Page excerpt:
Technology has advanced over two centuries but human nature remains the same.

Future generations will study the early twenty first century, mystified as to just how, and why, so many scientists and doctors, along with political leaders and media, failed or refused to see what was happening right in front of them, and for so long.

The Future

Things cannot continue as they are.  As ever more people become personally stricken, awareness grows.  Many of the scientists and doctors who have raised concerns have paid a professional price for doing so, perhaps hoping that their courage would inspire a quorum of others to feel bold enough to follow suit and create an unstoppable wave.[118]  It may instead be that unsustainable financial costs will force the hands of legislators as ever more people need expensive medical care while losing ability to work.  Whatever the trigger. once the structure and funding of medical research are reformed. solutions will be found.

 

The first signs of change appeared in 2025 as the senior individuals within American health authorities were changed by the recently elected administration to reflect its goal to Make America Healthy Again. [310, 311, 312]  The movement is however up against powerful forces, with the pharmaceutical and health products industry having spent $294 on lobbying in the US during 2024. [318]

At a personal level, it is vital for victims of anthrax vaccine, or indeed any other aspect of medicine, to listen carefully for the last voice calling out from Pandora's Box.  It can seem inaudible against the horrors the vaccine can unleash, and it is a voice that military medicine has done all in its power to silence, but it is there.  Whoever created the legend understood all those thousands of years ago the power of hope over the human psyche and what the human spirit can endure for as long as there is hope.  When a serious attempt is made to investigate how anthrax and other vaccines cause harm, human ingenuity will come to the fore and effective treatments will be found.

Victims may one day again experience the kind of enjoyment of a day which is impossible when in endless pain, and feel the power of an unencumbered body, and find the energy and focus to start a new way of life.  There is hope.

Prompt 1:
Summarize the page excerpt about the future of medical research in two sentences.
Prompt 2:
Quote the page excerpt about the future of medical research word for word, starting at "Future generations will" and ending at "for so long.".

(Stored items)
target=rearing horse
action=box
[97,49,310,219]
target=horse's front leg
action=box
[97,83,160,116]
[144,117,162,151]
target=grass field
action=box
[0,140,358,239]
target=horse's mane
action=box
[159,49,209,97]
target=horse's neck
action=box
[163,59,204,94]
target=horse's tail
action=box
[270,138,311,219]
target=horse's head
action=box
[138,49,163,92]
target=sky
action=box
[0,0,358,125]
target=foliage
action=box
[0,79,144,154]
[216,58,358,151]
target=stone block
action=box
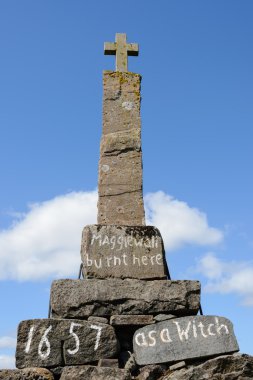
[81,224,167,279]
[133,316,239,365]
[16,319,118,368]
[88,317,108,323]
[60,365,131,380]
[154,314,176,322]
[110,315,154,326]
[51,278,200,319]
[160,354,253,380]
[98,359,119,368]
[136,364,167,380]
[98,190,145,226]
[0,368,54,380]
[98,71,145,226]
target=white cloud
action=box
[197,253,253,306]
[145,191,223,250]
[0,355,16,369]
[0,191,97,280]
[0,191,223,280]
[0,336,17,349]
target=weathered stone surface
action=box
[136,364,167,380]
[81,225,167,279]
[88,317,109,323]
[161,355,253,380]
[0,368,54,380]
[110,315,154,326]
[16,319,118,368]
[60,365,131,380]
[133,316,239,365]
[51,278,200,319]
[98,359,119,368]
[98,71,145,225]
[154,314,176,322]
[169,360,186,371]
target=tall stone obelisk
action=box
[98,33,145,226]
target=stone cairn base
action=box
[0,53,253,380]
[0,225,253,380]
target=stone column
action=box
[98,71,145,226]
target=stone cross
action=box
[104,33,139,72]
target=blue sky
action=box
[0,0,253,367]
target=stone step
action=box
[16,319,119,368]
[0,368,54,380]
[51,279,200,319]
[162,354,253,380]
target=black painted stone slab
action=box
[81,224,167,279]
[51,278,200,319]
[133,316,239,365]
[16,319,118,368]
[61,365,131,380]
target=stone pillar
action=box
[98,71,145,226]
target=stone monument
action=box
[0,34,253,380]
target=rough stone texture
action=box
[169,361,186,371]
[133,315,239,365]
[154,314,176,322]
[110,315,154,326]
[98,359,119,368]
[136,364,167,380]
[60,366,131,380]
[98,71,145,225]
[81,225,167,279]
[51,278,200,319]
[0,368,54,380]
[16,319,118,368]
[88,317,109,323]
[161,354,253,380]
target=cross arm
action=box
[104,42,117,55]
[127,44,139,56]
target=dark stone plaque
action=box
[81,224,167,279]
[16,319,118,368]
[133,316,239,365]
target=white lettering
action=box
[192,320,198,338]
[86,253,92,267]
[110,236,116,249]
[113,256,121,266]
[90,325,103,351]
[135,333,148,347]
[160,329,172,343]
[207,323,216,335]
[25,326,34,354]
[198,322,208,338]
[141,256,148,265]
[122,253,127,265]
[173,321,192,342]
[133,255,141,266]
[91,234,101,247]
[102,235,110,245]
[134,238,143,247]
[67,322,82,355]
[215,317,229,335]
[156,253,163,265]
[38,326,52,359]
[94,259,102,269]
[148,330,156,347]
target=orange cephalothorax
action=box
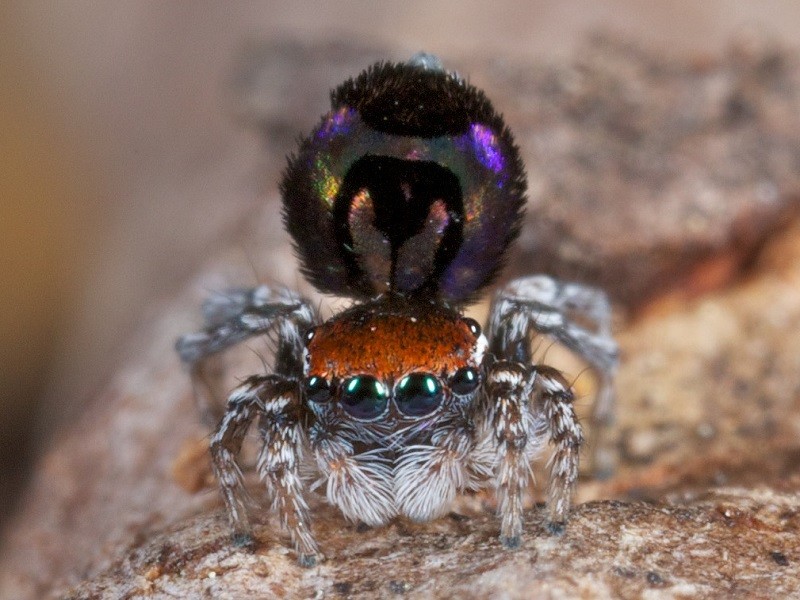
[307,302,480,381]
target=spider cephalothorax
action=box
[178,55,617,565]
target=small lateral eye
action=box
[394,373,443,417]
[305,375,331,404]
[462,317,481,337]
[339,375,389,421]
[450,367,481,396]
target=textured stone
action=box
[0,38,800,599]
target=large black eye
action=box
[450,367,481,396]
[305,375,331,404]
[462,317,481,337]
[394,373,442,417]
[339,375,389,420]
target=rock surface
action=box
[0,38,800,599]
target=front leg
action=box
[534,365,583,533]
[211,375,319,566]
[486,361,583,548]
[488,275,619,476]
[175,285,318,423]
[485,361,542,548]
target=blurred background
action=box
[0,0,800,521]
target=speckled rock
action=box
[0,37,800,599]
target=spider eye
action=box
[450,367,481,396]
[462,317,481,337]
[339,375,389,420]
[394,373,442,417]
[305,375,331,404]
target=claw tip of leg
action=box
[297,554,317,569]
[500,535,522,550]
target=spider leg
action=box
[485,361,541,548]
[394,410,478,521]
[211,375,319,566]
[175,285,317,423]
[534,365,583,533]
[488,275,619,474]
[308,412,397,526]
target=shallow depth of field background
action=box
[0,0,800,523]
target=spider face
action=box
[305,299,487,426]
[178,56,617,565]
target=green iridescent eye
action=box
[339,375,389,421]
[450,367,481,396]
[305,375,331,404]
[394,373,443,417]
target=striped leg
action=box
[211,375,319,566]
[175,285,317,423]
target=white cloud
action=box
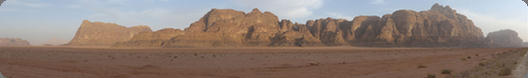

Task response 1:
Things cannot continue as they are: awareness grows as more people are stricken, and whether through scientists and doctors who raised concerns or through unsustainable financial costs forcing legislators' hands, reform of medical research will lead to solutions. The first signs of change appeared in 2025 with new leadership in American health authorities, though the movement faces powerful industry forces, and victims of anthrax vaccine are urged to hold on to hope that effective treatments will be found.

Task response 2:
Future generations will study the early twenty first century, mystified as to just how, and why, so many scientists and doctors, along with political leaders and media, failed or refused to see what was happening right in front of them, and for so long.